» **Task objective**: Rename "helmet" to "visor" in the stretch from the line containing "of the driver" through the end of the records, and write out those lines again with nothing else altered.

» **Excerpts from a point labeling dataset**:
-- START --

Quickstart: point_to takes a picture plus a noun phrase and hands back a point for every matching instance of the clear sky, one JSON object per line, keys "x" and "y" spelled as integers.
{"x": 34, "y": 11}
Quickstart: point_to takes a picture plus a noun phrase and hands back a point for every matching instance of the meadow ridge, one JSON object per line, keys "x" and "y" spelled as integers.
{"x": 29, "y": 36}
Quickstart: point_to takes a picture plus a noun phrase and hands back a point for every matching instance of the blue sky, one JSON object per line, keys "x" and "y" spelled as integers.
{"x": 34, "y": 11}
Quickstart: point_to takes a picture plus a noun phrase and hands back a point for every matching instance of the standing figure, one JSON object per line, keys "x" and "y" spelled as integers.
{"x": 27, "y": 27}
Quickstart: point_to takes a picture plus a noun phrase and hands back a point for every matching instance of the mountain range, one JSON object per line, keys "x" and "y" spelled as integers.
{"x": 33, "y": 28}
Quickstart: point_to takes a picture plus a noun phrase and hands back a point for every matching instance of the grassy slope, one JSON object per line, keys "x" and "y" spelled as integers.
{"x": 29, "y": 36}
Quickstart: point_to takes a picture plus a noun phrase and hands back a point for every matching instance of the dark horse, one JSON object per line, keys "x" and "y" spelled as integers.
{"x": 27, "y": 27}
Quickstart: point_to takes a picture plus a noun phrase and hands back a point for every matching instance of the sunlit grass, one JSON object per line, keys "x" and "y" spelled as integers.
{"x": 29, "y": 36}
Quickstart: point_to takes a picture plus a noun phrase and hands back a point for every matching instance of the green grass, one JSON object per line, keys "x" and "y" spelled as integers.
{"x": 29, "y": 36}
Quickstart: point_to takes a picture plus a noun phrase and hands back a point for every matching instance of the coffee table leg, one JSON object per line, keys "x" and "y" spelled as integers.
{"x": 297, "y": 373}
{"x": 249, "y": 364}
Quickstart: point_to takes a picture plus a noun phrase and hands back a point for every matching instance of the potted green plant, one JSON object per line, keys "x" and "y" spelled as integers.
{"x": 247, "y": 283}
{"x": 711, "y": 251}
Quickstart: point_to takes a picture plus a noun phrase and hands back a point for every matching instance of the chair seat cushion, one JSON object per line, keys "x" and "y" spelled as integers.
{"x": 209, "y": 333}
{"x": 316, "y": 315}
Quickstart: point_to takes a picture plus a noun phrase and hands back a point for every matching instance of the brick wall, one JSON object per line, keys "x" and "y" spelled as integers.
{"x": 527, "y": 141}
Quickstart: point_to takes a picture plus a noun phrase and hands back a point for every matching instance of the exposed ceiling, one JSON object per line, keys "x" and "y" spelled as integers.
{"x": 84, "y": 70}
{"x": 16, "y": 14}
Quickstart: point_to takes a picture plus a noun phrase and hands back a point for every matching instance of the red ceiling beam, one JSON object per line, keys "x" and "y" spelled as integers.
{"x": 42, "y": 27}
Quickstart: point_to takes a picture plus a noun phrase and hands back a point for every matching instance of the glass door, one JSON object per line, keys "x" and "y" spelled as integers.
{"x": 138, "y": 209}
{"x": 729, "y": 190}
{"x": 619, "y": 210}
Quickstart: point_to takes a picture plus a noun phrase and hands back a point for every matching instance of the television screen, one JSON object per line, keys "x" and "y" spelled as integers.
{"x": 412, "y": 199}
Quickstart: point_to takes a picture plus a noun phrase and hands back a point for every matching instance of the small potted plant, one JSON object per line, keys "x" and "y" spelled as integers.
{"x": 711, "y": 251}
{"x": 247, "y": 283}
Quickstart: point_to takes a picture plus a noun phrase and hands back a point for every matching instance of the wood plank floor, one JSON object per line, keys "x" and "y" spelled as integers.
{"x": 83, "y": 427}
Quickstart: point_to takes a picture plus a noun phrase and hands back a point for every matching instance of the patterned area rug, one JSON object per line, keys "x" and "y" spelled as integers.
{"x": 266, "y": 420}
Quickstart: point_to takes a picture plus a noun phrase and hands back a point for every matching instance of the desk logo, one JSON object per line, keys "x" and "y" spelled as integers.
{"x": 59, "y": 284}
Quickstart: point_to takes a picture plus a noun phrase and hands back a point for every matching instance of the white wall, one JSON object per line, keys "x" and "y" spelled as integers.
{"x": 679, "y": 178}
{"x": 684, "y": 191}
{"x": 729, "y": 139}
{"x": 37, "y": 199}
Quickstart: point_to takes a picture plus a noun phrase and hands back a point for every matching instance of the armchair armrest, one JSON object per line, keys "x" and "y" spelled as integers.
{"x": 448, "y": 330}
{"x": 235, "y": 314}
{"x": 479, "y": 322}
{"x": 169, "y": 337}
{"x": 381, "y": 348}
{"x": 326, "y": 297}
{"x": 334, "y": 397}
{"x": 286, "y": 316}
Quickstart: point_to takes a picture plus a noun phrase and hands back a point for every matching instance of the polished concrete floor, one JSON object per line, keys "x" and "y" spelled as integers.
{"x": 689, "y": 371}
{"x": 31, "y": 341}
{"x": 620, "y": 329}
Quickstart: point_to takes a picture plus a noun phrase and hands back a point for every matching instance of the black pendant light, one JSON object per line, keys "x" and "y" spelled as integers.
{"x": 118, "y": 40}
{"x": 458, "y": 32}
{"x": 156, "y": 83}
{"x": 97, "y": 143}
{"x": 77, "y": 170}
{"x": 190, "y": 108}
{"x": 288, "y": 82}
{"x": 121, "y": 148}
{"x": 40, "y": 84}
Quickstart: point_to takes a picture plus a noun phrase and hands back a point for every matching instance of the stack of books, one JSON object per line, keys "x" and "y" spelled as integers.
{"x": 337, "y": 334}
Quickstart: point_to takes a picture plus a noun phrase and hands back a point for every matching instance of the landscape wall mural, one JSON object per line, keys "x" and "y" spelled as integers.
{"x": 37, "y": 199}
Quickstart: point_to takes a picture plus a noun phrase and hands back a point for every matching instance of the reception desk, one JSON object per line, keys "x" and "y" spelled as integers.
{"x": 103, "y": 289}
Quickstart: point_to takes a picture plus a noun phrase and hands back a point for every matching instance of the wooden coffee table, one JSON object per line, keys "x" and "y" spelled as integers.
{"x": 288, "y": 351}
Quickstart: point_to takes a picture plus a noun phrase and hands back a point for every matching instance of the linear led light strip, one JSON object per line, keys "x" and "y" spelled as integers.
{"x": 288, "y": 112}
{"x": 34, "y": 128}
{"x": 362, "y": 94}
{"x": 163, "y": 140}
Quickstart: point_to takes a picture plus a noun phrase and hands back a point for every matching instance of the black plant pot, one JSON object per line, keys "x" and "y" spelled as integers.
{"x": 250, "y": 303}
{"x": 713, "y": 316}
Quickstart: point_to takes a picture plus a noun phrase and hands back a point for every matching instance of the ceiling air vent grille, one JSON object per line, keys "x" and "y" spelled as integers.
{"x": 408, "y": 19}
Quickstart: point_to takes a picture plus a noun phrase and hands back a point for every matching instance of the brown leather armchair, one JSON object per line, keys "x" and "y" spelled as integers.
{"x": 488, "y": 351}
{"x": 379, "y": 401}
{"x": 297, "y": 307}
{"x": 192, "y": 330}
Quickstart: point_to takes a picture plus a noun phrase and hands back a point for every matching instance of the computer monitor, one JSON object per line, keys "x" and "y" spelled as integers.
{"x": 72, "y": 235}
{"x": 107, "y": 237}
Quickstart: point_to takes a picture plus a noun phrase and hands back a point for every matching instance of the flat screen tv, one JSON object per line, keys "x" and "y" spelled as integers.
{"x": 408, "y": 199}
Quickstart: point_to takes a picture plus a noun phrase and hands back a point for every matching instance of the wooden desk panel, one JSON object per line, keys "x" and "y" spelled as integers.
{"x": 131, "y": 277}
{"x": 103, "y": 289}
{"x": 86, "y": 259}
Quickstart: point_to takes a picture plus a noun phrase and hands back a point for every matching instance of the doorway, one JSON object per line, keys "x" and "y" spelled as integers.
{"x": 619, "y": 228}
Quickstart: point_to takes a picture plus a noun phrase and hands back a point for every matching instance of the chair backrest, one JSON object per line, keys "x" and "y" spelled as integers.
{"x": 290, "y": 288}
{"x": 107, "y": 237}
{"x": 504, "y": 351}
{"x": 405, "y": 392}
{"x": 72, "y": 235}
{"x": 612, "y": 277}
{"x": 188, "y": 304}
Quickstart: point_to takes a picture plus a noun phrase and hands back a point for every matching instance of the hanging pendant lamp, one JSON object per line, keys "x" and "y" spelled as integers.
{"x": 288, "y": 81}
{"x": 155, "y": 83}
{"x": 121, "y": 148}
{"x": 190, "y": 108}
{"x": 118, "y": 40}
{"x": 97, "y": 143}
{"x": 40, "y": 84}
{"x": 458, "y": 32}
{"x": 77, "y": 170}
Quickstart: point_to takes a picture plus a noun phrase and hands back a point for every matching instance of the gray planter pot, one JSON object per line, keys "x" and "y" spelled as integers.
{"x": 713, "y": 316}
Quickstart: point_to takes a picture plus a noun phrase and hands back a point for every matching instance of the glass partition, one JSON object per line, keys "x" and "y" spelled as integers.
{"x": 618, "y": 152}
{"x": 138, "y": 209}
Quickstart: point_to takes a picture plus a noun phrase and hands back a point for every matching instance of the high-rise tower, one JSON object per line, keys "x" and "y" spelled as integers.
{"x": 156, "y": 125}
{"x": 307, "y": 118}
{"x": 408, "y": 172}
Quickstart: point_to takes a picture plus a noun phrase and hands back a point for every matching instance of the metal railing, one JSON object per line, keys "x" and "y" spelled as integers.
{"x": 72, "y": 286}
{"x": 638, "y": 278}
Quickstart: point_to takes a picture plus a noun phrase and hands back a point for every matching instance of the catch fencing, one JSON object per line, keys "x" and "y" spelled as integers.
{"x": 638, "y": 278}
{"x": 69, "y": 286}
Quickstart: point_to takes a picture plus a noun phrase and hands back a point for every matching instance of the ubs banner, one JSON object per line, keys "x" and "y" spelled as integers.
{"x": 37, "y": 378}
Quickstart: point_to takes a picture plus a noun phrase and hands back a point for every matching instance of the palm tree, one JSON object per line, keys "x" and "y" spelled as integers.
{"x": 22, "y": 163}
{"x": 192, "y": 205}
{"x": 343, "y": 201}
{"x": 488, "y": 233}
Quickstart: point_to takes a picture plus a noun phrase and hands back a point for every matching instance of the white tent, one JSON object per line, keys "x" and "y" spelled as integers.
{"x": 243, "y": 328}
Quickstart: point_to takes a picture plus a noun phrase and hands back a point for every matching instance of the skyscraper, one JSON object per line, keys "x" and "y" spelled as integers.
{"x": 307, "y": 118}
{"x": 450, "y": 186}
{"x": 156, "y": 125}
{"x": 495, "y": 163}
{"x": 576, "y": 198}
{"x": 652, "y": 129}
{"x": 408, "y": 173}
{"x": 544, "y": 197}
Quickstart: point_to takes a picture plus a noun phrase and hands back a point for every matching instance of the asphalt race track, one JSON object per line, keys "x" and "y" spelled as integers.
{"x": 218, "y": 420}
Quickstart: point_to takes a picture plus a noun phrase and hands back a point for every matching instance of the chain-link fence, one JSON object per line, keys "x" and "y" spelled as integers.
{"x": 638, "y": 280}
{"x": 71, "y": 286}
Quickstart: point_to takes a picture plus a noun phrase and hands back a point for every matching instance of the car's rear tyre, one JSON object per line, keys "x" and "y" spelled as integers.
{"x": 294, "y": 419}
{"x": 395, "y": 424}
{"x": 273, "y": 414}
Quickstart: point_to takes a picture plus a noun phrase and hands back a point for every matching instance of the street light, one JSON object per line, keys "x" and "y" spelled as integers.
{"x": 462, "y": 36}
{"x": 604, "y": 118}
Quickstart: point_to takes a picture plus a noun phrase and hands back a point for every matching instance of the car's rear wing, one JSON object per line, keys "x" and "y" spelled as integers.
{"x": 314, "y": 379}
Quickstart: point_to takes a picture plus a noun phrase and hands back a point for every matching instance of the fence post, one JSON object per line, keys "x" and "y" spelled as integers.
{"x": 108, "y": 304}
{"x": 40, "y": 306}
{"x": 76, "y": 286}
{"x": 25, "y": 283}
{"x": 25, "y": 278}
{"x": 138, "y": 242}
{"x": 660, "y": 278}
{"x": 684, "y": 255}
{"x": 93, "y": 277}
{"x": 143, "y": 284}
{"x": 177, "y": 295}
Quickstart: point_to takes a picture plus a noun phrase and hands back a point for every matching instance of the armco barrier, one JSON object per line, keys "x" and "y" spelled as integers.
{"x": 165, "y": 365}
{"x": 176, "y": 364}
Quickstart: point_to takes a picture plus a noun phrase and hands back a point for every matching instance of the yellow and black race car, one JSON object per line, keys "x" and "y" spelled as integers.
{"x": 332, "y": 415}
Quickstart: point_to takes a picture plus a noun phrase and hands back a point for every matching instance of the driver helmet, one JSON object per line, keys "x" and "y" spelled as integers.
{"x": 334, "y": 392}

-- END --

» **Task solution**:
Quickstart: point_to takes a picture plus a noun phrase and hands back a point for every matching instance of the driver visor, one JSON object per line, keys "x" and "y" spelled as integers.
{"x": 334, "y": 392}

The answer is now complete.